[start of Data for the task]
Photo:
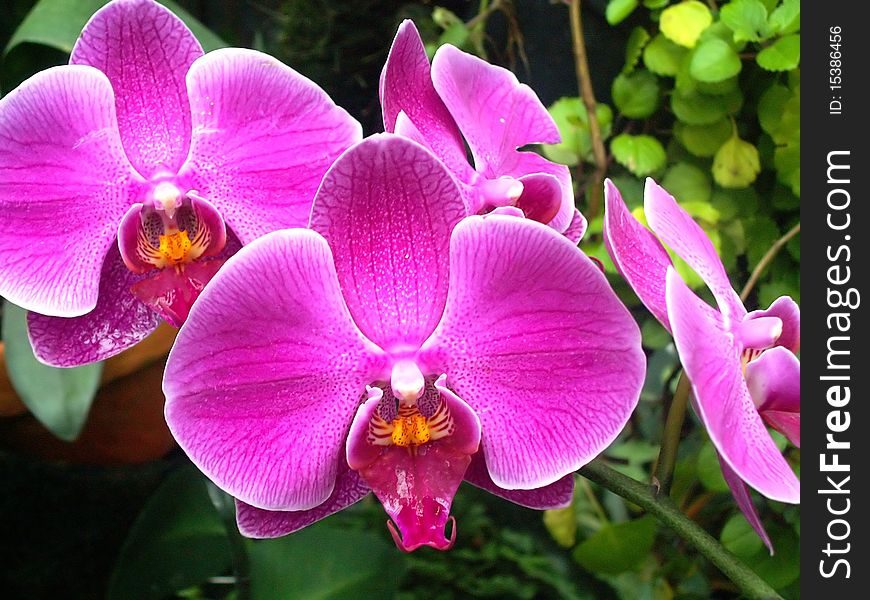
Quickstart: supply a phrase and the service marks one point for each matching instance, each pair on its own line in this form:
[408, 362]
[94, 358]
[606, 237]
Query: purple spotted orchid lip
[177, 155]
[462, 98]
[400, 347]
[743, 365]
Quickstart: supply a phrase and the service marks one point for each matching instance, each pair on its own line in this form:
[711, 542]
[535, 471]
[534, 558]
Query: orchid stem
[664, 470]
[584, 81]
[663, 508]
[767, 259]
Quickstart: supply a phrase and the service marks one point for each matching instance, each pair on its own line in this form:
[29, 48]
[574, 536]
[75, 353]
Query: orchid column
[400, 347]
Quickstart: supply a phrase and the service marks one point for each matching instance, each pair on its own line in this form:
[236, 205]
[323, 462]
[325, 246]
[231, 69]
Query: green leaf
[683, 23]
[614, 549]
[783, 55]
[57, 23]
[570, 117]
[786, 18]
[747, 19]
[177, 541]
[662, 56]
[703, 140]
[634, 48]
[736, 163]
[714, 60]
[640, 154]
[59, 398]
[338, 564]
[618, 10]
[739, 537]
[636, 95]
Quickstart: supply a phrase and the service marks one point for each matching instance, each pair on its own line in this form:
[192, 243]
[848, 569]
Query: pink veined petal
[774, 384]
[258, 523]
[577, 227]
[406, 87]
[555, 495]
[639, 257]
[386, 208]
[713, 364]
[145, 50]
[496, 113]
[263, 137]
[744, 502]
[789, 313]
[539, 346]
[64, 185]
[266, 373]
[676, 228]
[118, 321]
[end of Data for the task]
* Given exercise: Retype the whole listing exactly and leave the pictures out.

* Answer:
Photo:
Quickstart: supply a phrase and the service marks one point for each matching instance, each pair on its own line in this form:
[408, 362]
[94, 358]
[606, 237]
Query: purple spotted orchid lip
[177, 155]
[462, 98]
[400, 347]
[743, 365]
Quickstart: supply a phrase and the service marks one point for each matching instance, each pair on its own line in this form:
[711, 542]
[535, 471]
[534, 558]
Query: orchid stem
[664, 470]
[584, 81]
[663, 508]
[767, 259]
Quickstart: supply a phrase and the service marks one point for each matching instance, each pair on its own line in this form:
[29, 48]
[574, 536]
[75, 353]
Query: orchid column
[400, 347]
Quickstart: supply a phrase and the service marks one point for each matching instance, each pair on its own line in this form:
[236, 205]
[323, 462]
[325, 246]
[231, 69]
Query: green leaf
[683, 23]
[614, 549]
[783, 55]
[57, 23]
[570, 117]
[786, 18]
[747, 19]
[177, 541]
[662, 56]
[703, 140]
[634, 48]
[736, 163]
[714, 60]
[640, 154]
[59, 398]
[338, 564]
[618, 10]
[739, 537]
[636, 95]
Quickstart: supply a phrase and the service marks one point for each matching instance, each pair on its own line in this form:
[192, 243]
[848, 569]
Query: pink veined petal
[774, 384]
[258, 523]
[577, 227]
[406, 87]
[555, 495]
[639, 257]
[386, 208]
[713, 364]
[145, 50]
[496, 113]
[263, 137]
[744, 502]
[789, 313]
[539, 346]
[64, 185]
[266, 373]
[676, 228]
[118, 321]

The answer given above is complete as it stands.